**What you are asked to do:** A bare number is the expected answer: the count of lines in the records that contain the word "battlement".

**Source data:**

↓

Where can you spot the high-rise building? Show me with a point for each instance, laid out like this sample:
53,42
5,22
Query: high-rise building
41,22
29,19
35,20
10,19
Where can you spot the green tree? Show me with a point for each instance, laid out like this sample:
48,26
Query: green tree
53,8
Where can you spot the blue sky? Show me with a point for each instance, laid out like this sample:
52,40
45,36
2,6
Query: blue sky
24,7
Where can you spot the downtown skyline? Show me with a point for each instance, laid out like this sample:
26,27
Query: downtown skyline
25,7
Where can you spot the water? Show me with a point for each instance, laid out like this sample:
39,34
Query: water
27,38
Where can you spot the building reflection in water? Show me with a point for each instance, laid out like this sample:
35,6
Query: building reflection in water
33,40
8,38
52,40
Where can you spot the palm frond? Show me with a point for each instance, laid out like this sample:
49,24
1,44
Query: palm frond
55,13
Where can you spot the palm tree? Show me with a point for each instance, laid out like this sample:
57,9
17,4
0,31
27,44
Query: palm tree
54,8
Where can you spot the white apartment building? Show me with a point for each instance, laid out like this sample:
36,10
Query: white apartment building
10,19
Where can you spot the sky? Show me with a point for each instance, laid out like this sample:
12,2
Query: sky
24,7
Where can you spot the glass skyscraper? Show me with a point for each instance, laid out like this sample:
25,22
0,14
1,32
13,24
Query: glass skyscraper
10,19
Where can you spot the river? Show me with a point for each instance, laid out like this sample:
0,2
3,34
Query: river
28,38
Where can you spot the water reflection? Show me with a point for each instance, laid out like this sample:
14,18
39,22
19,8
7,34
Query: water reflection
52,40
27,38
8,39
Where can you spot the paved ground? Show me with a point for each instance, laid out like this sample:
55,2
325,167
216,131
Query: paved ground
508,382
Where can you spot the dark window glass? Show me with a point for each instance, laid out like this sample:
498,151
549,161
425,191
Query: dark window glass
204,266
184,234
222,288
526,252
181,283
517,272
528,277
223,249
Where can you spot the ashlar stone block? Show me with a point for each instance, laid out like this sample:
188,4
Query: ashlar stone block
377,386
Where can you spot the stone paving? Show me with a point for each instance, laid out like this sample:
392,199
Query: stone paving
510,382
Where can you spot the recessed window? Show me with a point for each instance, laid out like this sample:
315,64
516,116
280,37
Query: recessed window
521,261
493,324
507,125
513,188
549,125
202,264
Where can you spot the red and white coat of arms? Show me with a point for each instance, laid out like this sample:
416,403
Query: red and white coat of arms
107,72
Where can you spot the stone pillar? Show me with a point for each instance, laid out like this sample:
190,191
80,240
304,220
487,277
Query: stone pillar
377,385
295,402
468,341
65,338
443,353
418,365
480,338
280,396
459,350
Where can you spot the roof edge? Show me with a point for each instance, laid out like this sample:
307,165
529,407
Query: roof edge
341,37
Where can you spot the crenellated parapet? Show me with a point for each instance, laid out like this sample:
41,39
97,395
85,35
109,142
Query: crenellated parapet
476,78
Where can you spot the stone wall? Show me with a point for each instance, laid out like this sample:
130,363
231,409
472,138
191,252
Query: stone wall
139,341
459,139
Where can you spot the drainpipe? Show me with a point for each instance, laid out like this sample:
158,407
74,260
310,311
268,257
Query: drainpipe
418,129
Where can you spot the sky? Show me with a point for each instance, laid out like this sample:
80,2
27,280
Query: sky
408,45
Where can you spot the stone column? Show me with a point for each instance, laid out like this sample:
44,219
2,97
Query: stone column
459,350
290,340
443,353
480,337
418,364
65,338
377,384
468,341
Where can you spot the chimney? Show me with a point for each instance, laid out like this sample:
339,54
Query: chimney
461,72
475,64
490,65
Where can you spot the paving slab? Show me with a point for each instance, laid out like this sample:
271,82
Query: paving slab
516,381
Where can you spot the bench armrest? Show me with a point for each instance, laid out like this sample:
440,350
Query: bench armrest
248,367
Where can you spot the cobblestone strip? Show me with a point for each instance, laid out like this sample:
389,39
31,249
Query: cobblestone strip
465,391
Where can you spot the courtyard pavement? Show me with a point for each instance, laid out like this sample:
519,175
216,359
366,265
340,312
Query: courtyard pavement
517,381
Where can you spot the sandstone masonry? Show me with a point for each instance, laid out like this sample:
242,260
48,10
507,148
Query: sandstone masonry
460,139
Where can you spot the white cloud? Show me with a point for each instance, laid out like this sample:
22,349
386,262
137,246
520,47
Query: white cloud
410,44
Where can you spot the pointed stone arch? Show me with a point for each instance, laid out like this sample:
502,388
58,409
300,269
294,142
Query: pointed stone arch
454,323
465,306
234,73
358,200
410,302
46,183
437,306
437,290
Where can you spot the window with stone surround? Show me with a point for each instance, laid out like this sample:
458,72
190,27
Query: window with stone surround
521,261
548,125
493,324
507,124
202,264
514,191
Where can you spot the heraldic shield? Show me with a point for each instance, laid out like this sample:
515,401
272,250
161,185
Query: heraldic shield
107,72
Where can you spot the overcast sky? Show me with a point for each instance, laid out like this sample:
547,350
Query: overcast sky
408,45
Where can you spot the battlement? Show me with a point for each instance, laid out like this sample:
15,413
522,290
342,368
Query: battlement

↑

**Reply:** 2